_To do_
Format the data below as a Markdown table with the columns Row and Content, putting each non-blank line in its own numbered row. Leave the pictures out of the table.

_Source material_
= = = = =

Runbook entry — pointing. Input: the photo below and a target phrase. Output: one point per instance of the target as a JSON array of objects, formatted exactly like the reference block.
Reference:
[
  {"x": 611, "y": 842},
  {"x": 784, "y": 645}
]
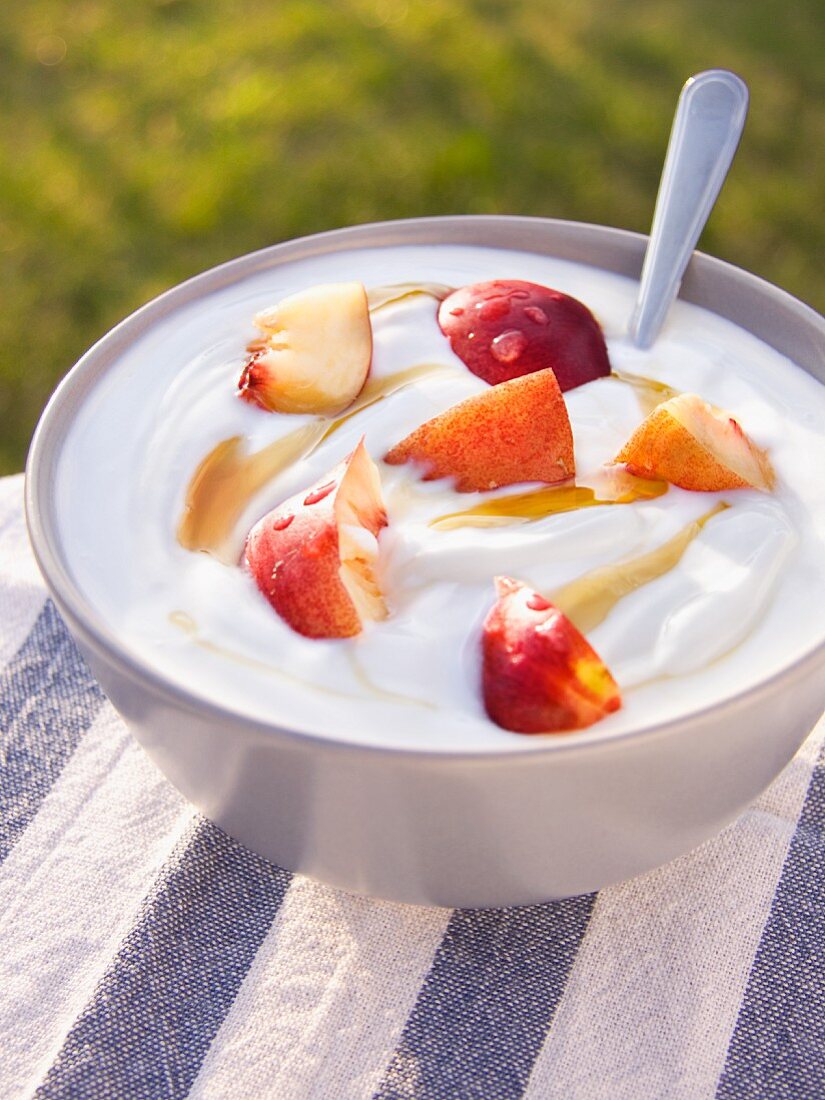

= = = = =

_Complete answer_
| Row | Content |
|---|---|
| 1 | Runbook entry — pointing. Input: the photo below and a target phrase. Output: one point per instance of the target as a JSON array of objects, formatted exactly like the reference block. |
| 2 | Reference: |
| 3 | [ |
| 4 |   {"x": 611, "y": 842}, |
| 5 |   {"x": 784, "y": 645} |
| 6 | ] |